### Texto da página:
┌────────

Daí que a atitude transgressora, ao associar os anjos de Rilke aos
mictórios, não os degrada, mas antes eleva o mictório, eleva o baixo, o
vômito, a malha, os cantos escuros e licenciosos dos parques e praças em
que o poeta vagueia na companhia de Mário de Andrade.
A
apropriação desses lugares, desse espaço proscrito, dá-se por meio de
sua elevação em outra escala de valores, por meio da ascese romântica
que os mitologiza. Não por acaso, "há uma epopéia nas roupas penduradas
contra / o céu cinza". E não é qualquer baixeza que se habilita à
elevação — o vulgar em Piva
não é completamente vulgar. Possui de antemão um salvo-conduto que o
permite transitar do escatológico para o místico: "onde borboletas de zinco devoram as
góticas hemorróidas das beatas", "bacharéis praticam sexo com
liquidificadores como os pederastas cuja santidade confunde os
zombeteiros", "beija-flores
aquáticos com penas canibais & ânus de pérola avançam ao mesmo tempo
em que minhas tristes palpitações". As hemorróidas, os bacharéis, os
pederastas, os mictórios, as latrinas, os cus sangrentos, e mesmo os
lugares específicos, as ruas e praças nomeadas, funcionam como veios
imagéticos cuja abstração não os deixa tombar pra valer no chão do
vulgar. A epopéia desses grandes elementos, orquestrada por uma
imaginação veloz, é um espetáculo de grandeza, quase sublime. O humor, a
ironia crítica, são subprodutos de um jogo de associações entre
elementos líricos, eruditos, clássicos e signos de uma queda que, embora
anunciada com agressividade declamatória, e em parte por isso mesmo, no
fundo é ascensão. Os efeitos de humor se devem às associações que
incorporam emanações mais singelas ou subjetivas, não vulgares, mas
apenas estranhas à altissonante entonação mais geral: "psicanalistas espetando meu pobre /
esqueleto em férias".
A
amostra de fortuna crítica que acompanha o volume apenas tangencia essa
hierarquização que constituiu uma passagem subterrânea na poesia de
Piva. Pécora notara a presença dos ritmos exaltatórios e o sexo como
acesso ao sagrado, e Willer argumenta que em Piva "tanto estão presentes
o escatológico, o pornográfico e grotesco quanto, até em maior grau, o lírico e
apaixonado, o sublime e maravilhoso. Talvez incomode por desconhecer
fronteiras e convenções, ao operar em todas essas dimensões e registros"

└────────

### Questões e tarefas:
[A] Responda às perguntas sobre o texto a respeito da poesia de Piva.
(i) Na companhia de quem o poeta vagueia pelos parques e praças?
(ii) De que o humor e a ironia crítica são subprodutos?
(iii) O que Pécora tinha notado na poesia de Piva?
[B] Atualize o trecho do texto sobre a poesia de Piva que vai de "Daí que a atitude" até "Mário de Andrade.", inclusive, trocando "parques" por "jardins".
[C] Dê continuidade ao texto sobre a poesia de Piva a partir do ponto em que ele termina.
Não é preciso consultar o material.

### Material:
┌────────

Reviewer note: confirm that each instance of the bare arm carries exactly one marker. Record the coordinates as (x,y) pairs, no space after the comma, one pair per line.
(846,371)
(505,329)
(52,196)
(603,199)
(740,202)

└────────

### Respostas esperadas:
[A]
(i) Na companhia de Mário de Andrade.
(ii) São subprodutos de um jogo de associações entre elementos líricos, eruditos, clássicos e signos de uma queda.
(iii) Pécora tinha notado a presença dos ritmos exaltatórios e o sexo como acesso ao sagrado.

[B]
Daí que a atitude transgressora, ao associar os anjos de Rilke aos
mictórios, não os degrada, mas antes eleva o mictório, eleva o baixo, o
vômito, a malha, os cantos escuros e licenciosos dos jardins e praças em
que o poeta vagueia na companhia de Mário de Andrade.

[C]
(grifado). Minha impressão é que a preponderância do tom sublime sobre o
tom baixo não é uma diferença de grau, como sustenta Willer, mas uma
relação de força, em que o movimento ascendente domina as imagens,
contamina a baixeza que está sujeita à disciplina militar da batalha
apocalíptica contra a razão burguesa. Não raro, o procedimento sobe à
tona da própria imagem. No manifesto A Máquina de matar o tempo,
lemos: "Olhai o cintilante
conteúdo das latrinas". A construção da frase quase inverte o
sentido da ordem, e para ver esse conteúdo abstrato, cintilante, da
antiquária "latrina", parece ser necessário olhar para cima.
Nesse
sentido, a freqüência com que as referências a escritores comparecem
pode ser vista como parte desse movimento geral de ascensão da
expressão. Afinal, o confronto político, o ataque aos valores basilares
da civilização burguesa, não nomeia atores sociais e situações concretas
de opressão, mas categorias de profissionais liberais, de funcionários,
tipos urbanos, ou seja, figuras abstratas que dançam como fantasmas sem
expressão facial num balé de imagens extravagantes e vigorosas. A
presença de nomes de escritores denota o "estado de arte" da leitura, dá
pistas dos modelos empregados, metabolizados, digeridos, e, acima de
tudo, mostra a escolha política, demarca o campo de atuação e confronto.
Raramente uma imagem alude a situações sociais mais concretas. Um bom
exemplo está no Poema
Lacrado: "ó delírio das
negras à saída das / prisões!". No mais das vezes, é através da
literatura, de seu repertório culto, que se estabelecem os termos do
conflito (cf. Piazza I, entre
outros).
Isso
provavelmente é uma característica da epistemologia mais geral que
Willer identifica como sendo o cerne do conceito de "analogia", tal como
o estabelece Octavio Paz. A rebelião contra "os labirintos e nervuras do penico
estreito da Lógica" se dá numa camada mais abstrata, em que as
coisas podem se aproximar e se repelir mutuamente sem muito atrito,
compondo as imagens no choque de elementos o mais distantes possível.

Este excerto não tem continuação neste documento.